### Provided text:
I was given a copy of this book by the publisher.

As you can guess from the title, Betsy returns to the Lehigh Canal region in Pennsylvania to care for her ailing father, the former pastor of Walnutport. Soon after her arrival, she meets the replacement pastor, Reverend William Covington of Buffalo.  

This is William's first position as pastor and his wealthy family would prefer that he minister to a wealthier community as well as one closer to home. But having been jilted at the altar by his fiance, William needs to escape and heal from his hurt and humiliation. As William vows never to let his heart be vulnerable, we, as readers, know that he and Betsy will eventually find each other in their loneliness.  

Betsy was an interesting character. From lines in this book, I can tell that Betsy was pretty much a bitch in the first book in this trilogy. Her sharp comments, snobbery and ego seemed to have made her a lot of enemies in the first book. Betsy seems unsure of her reception in Walnutport, as she now recognizes all she had done to hurt people. I always like it when characters develop and grow during a book or series, and although I haven't read the first book, I can appreciate Betsy's new maturity, even though it interferes with her romance.

### Your tasks:
a) Answer these questions using the book review, marking each answer as the questions are marked:
(i) To what region does Betsy return to care for her father?
(ii) What city is Reverend William Covington from?
(iii) Has the reviewer read the first book in the trilogy?
b) From the book review, extract the part that opens with the words containing "I was given" and closes with "Covington of Buffalo.".
c) Name every quality of Betsy's that, according to the book review, made her enemies in the first book.
The entries come from a separate source, unrelated to the book review.

### Excerpted records:
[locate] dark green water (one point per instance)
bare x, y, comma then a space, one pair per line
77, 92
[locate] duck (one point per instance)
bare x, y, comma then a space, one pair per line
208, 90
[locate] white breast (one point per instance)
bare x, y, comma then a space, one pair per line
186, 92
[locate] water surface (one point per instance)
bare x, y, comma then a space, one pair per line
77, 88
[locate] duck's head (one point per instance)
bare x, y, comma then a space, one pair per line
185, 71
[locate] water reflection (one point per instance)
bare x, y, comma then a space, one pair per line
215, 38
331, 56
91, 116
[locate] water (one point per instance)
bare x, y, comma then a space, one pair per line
--
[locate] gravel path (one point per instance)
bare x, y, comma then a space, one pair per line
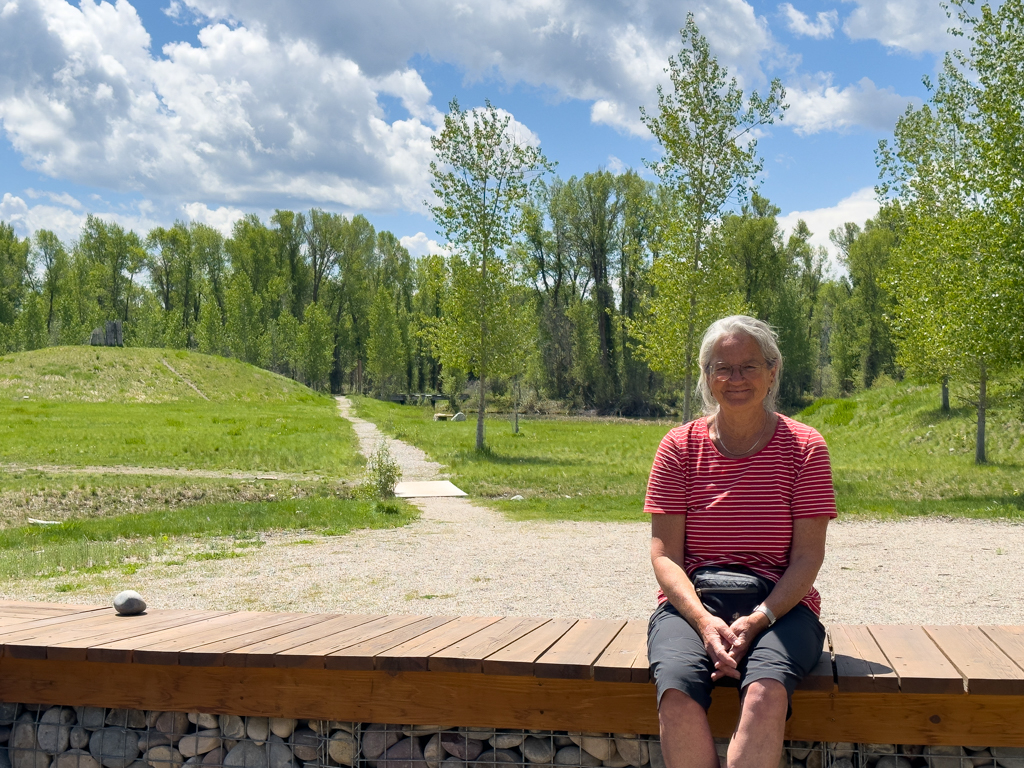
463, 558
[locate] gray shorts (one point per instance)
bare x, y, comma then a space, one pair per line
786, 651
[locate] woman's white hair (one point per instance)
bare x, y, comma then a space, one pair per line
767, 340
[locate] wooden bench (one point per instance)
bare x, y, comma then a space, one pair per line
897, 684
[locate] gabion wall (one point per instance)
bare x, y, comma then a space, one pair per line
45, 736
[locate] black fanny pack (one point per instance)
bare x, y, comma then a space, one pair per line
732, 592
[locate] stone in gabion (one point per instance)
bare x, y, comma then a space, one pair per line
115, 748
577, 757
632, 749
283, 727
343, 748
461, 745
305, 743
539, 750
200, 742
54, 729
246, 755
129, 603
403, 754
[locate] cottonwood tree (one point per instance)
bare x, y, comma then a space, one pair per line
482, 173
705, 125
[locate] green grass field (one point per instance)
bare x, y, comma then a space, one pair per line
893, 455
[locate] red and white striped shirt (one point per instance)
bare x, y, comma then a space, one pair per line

### Solutions:
a)
(i) The Lehigh Canal region in Pennsylvania
(ii) Buffalo
(iii) No

b)
I was given a copy of this book by the publisher.

As you can guess from the title, Betsy returns to the Lehigh Canal region in Pennsylvania to care for her ailing father, the former pastor of Walnutport. Soon after her arrival, she meets the replacement pastor, Reverend William Covington of Buffalo.

c) Sharp comments, snobbery, ego